• Given passage
============================================================

Spaghetti Squash Spaghetti

Do you love spaghetti?

Wish it was just a little healthier for you and your family?

Well, there are other options to increase the nutritional value of spaghetti.

Back home growing up, my sweet mother used to make spaghetti on a regular basis. It was always delicious and I could eat it for days. As I started growing up, I wanted spaghetti but I did not want all of the grains that were associated. At the time, I didn’t really know why grains were not beneficial, but it was something I wanted to minimize the intake. Luckily, there were some recipes floating around on the internet that involved zoodles and spaghetti squash. Decided to try it and here we go…


There are 4 easy ways to cook spaghetti squash:

1. Lay face down on a cookie sheet at 400 degrees for 40 minutes
2. Lay face down in a pot of boiling water for 10-15 minutes
3. Lay face down in microwave on high for 12 minutes
4. Place whole squash in a crock pot with 1-2 cups of water. Cook on low for 4-6 hours

There are many types of spaghetti sauce, so choose what one is your favorite. Through different experiments, I have found a love for Newman’s own Common Good Organic Sauce. All profits go to charity so what’s not to love?!

Another personal preference is the use of ground turkey over the use of ground beef. Ground beef still tastes great but has a more oily film due to the fats found in the ground beef. If it is possible, grass fed, natural and free-range choices are the best when it comes to ground beef. They will be free of hormones, antibiotics, and never fed grains or animal byproducts. Naturally raised beef will provide more nutrients and healthy range of omega fatty acids.

Negative issues with grains are that they are empty calories. Could be compared to eating cardboard with the amount of nutrients they provide. Depending on where the wheat came from, conventionally raised wheat has been sprayed with toxins and pesticides, as well as hybridized to grow stronger. America loves to cut down the grains before they have sprouted so none of the nutrients are available. Sprouting means the grains have allowed to open up before cutting down so they nutrients are present upon consumption. If you have a choice, I suggest getting anything sprouted if you need or want grains in your diet. Gluten is also found in grains, many people have an intolerance to, while others have Celiac and cannot tolerate any gluten at any point. Gluten free diets have become all the rage lately, so if you are following a gluten free lifestyle, then this spaghetti squash recipe is the one for you!


Print Recipe
Spaghetti Squash Spaghetti
Traditional spaghetti with a twist, or crunch if you will!
Prep Time 20 minutes
Cook Time 40 minutes
Passive Time 15 minutes
Prep Time 20 minutes
Cook Time 40 minutes
Passive Time 15 minutes
  1. Cut spaghetti squash in half long ways
  2. Scoop out seeds on both sides of spaghetti squash
  3. Drizzle olive oil on inside of squash. 1 tbsp per side. Make sure olive oil is rubbed onto all inside surface.
  4. Sprinkle salt and pepper to taste. Optional
  5. Lay the cut side down on cookie sheet and place in oven
  6. Cook for 40 min on 400 degrees Fahrenheit. (other cooking options listed above)

============================================================

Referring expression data
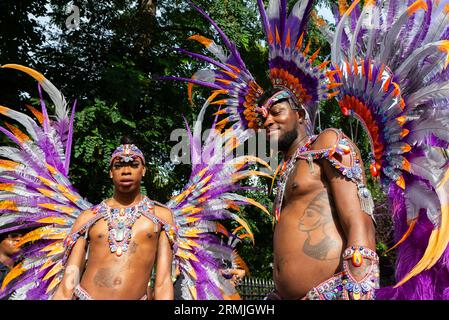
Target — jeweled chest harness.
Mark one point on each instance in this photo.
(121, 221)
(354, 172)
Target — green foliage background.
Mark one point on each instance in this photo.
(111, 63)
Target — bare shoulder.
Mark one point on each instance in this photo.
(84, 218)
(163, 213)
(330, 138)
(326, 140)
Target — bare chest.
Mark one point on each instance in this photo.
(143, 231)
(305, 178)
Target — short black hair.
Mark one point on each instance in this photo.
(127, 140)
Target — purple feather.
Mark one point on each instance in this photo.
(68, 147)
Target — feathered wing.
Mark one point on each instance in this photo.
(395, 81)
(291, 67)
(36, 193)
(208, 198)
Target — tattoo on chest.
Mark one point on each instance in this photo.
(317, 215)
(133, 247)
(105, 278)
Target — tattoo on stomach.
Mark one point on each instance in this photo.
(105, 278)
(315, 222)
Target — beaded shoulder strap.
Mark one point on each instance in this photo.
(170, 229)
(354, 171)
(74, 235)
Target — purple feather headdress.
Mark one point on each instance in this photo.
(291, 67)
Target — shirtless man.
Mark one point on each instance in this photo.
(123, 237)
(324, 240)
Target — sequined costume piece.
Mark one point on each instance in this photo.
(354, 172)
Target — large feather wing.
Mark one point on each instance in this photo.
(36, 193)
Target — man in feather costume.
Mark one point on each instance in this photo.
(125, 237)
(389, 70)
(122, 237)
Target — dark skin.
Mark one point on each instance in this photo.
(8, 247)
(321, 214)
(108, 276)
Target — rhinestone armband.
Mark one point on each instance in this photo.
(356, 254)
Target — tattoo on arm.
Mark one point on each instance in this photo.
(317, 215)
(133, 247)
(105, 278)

============================================================

• Task 1
From the spaghetti squash recipe, extract the passage starting with "Another personal preference" and going on through "omega fatty acids.".
• Task 2
Answer these questions using the spaghetti squash recipe:
(a) For how long should a whole squash cook on low in a crock pot?
(b) Which spaghetti sauce does the writer favor?
(c) How much olive oil goes on each side of the squash?

• Task answer 1
Another personal preference is the use of ground turkey over the use of ground beef. Ground beef still tastes great but has a more oily film due to the fats found in the ground beef. If it is possible, grass fed, natural and free-range choices are the best when it comes to ground beef. They will be free of hormones, antibiotics, and never fed grains or animal byproducts. Naturally raised beef will provide more nutrients and healthy range of omega fatty acids.

• Task answer 2
(a) 4-6 hours
(b) Newman’s own Common Good Organic Sauce
(c) 1 tbsp